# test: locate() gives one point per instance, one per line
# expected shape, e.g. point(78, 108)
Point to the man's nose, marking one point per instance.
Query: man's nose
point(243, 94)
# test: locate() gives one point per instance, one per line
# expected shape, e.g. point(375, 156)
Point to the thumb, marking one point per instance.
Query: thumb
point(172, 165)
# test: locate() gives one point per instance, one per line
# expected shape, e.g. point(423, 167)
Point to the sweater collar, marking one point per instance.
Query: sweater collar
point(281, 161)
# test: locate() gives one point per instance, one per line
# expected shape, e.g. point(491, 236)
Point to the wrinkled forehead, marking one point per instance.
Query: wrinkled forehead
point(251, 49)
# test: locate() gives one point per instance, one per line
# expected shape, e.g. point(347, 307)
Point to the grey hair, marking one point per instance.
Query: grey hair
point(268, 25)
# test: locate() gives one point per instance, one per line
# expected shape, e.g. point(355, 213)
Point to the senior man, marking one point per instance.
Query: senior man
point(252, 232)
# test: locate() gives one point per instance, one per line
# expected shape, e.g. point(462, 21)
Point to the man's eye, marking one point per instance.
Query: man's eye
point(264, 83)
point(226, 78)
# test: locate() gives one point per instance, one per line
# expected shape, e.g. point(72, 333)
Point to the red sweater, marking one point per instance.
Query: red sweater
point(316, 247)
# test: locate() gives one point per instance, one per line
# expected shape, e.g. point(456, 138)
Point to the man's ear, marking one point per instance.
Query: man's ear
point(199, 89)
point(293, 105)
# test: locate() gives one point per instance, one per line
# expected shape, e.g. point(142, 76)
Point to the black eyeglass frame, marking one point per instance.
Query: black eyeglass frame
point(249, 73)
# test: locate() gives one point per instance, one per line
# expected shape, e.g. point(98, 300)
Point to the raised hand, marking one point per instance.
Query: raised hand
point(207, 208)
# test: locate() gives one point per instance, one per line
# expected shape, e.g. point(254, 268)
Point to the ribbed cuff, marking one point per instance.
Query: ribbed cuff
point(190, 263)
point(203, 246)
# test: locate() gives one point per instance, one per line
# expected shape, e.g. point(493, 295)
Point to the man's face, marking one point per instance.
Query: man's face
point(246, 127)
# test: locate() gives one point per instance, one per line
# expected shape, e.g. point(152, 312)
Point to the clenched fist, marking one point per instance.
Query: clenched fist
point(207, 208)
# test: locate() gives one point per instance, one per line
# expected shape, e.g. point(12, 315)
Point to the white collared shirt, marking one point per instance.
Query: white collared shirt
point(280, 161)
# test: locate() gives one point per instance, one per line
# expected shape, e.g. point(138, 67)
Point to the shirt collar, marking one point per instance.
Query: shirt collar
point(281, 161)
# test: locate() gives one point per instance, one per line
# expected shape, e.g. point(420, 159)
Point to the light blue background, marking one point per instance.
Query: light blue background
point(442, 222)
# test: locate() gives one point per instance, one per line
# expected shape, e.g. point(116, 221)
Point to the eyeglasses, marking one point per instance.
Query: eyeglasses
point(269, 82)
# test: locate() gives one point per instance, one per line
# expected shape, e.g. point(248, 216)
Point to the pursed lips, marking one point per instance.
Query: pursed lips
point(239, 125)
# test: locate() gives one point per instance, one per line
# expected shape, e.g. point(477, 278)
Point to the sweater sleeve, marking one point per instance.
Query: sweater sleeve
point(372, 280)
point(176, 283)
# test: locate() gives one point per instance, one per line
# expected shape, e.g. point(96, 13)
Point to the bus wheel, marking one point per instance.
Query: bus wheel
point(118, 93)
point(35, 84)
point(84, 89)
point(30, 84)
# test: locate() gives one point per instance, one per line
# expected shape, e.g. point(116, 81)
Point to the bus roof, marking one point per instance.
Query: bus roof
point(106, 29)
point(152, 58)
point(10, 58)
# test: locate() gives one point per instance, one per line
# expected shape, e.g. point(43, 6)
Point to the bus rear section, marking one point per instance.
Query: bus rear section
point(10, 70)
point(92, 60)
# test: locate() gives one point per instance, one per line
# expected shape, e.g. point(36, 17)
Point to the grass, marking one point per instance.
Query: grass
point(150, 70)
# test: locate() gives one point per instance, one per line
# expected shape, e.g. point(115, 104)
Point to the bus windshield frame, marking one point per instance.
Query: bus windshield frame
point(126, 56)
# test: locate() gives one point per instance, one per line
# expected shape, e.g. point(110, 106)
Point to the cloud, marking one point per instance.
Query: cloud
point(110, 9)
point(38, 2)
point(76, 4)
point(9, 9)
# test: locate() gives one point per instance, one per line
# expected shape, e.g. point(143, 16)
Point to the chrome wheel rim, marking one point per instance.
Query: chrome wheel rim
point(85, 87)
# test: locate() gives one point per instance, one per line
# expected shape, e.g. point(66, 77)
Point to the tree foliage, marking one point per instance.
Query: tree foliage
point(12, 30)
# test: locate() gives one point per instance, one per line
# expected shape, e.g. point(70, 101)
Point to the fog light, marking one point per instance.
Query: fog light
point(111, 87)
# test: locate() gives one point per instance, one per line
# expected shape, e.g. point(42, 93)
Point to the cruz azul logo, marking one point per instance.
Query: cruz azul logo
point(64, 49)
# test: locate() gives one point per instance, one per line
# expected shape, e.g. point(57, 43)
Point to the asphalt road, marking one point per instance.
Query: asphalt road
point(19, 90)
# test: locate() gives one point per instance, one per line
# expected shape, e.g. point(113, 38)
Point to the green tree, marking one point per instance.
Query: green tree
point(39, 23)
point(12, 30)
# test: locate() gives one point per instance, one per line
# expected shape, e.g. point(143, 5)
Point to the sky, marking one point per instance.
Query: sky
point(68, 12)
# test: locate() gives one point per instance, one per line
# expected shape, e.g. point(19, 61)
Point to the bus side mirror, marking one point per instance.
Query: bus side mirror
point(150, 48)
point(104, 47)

+--

Put the lines of the records into a numbered list, from the first line through the line that contains "point(172, 165)", both included. Leave out any blank lines.

Expected answer:
1. # test: locate() gives one point per instance, one per line
2. # expected shape, e.g. point(78, 108)
3. Point to the man's nose, marking one point per instance.
4. Query: man's nose
5. point(243, 94)
6. # test: locate() gives one point per instance, one per line
7. # expected shape, e.g. point(375, 156)
8. Point to the thumb, marking one point per instance.
9. Query: thumb
10. point(172, 165)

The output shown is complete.